## Exercise:
Search the data for the string "trunk" and gather each line it is in.

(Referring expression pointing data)
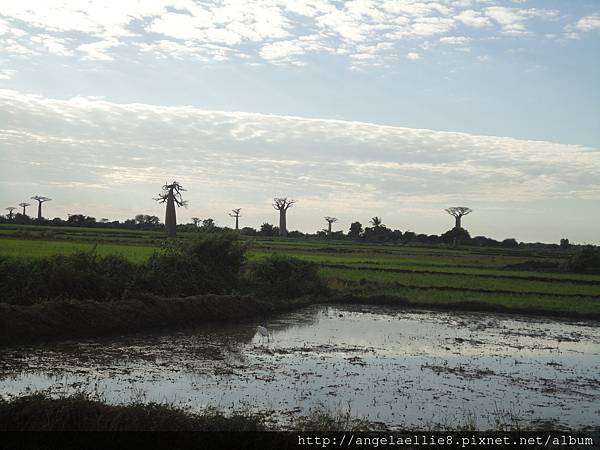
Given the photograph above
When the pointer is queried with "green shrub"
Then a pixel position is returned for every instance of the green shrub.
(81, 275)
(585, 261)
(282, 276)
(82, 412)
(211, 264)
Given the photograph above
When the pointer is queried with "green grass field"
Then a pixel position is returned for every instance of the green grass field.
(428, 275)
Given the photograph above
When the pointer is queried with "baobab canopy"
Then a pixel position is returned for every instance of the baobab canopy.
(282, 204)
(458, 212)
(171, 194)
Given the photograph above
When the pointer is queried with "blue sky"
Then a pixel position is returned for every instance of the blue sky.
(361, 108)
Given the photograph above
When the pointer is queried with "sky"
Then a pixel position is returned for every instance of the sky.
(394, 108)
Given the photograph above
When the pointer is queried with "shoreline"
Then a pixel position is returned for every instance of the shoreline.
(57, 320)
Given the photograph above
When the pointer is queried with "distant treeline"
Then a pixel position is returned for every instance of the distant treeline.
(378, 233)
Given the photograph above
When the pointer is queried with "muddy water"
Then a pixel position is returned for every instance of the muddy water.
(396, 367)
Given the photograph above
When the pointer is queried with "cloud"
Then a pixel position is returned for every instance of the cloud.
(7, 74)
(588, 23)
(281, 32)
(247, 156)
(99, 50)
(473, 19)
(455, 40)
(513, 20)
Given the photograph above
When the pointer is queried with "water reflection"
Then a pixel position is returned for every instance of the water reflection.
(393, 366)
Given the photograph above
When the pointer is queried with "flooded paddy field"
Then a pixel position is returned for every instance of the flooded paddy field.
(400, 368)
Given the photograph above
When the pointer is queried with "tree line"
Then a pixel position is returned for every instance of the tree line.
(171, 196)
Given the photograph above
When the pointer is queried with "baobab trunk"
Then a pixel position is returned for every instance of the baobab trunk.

---

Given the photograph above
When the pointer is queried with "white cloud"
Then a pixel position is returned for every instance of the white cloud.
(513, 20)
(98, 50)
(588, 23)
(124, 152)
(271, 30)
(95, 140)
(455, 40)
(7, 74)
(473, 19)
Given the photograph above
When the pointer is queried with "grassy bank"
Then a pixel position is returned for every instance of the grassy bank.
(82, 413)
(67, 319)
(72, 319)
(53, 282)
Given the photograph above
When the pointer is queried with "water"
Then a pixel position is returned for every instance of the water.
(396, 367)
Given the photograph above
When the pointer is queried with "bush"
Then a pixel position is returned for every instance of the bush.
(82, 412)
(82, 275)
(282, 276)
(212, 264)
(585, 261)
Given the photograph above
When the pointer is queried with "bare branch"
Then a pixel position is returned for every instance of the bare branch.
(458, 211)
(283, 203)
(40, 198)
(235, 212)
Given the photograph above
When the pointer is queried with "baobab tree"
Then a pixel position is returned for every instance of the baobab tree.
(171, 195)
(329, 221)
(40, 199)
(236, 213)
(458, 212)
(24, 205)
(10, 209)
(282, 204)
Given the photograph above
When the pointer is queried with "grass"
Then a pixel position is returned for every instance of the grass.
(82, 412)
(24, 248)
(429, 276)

## Reply:
When the pointer is queried with "baobab trunk"
Then a pixel position is returned for every instance of the baobab trunk.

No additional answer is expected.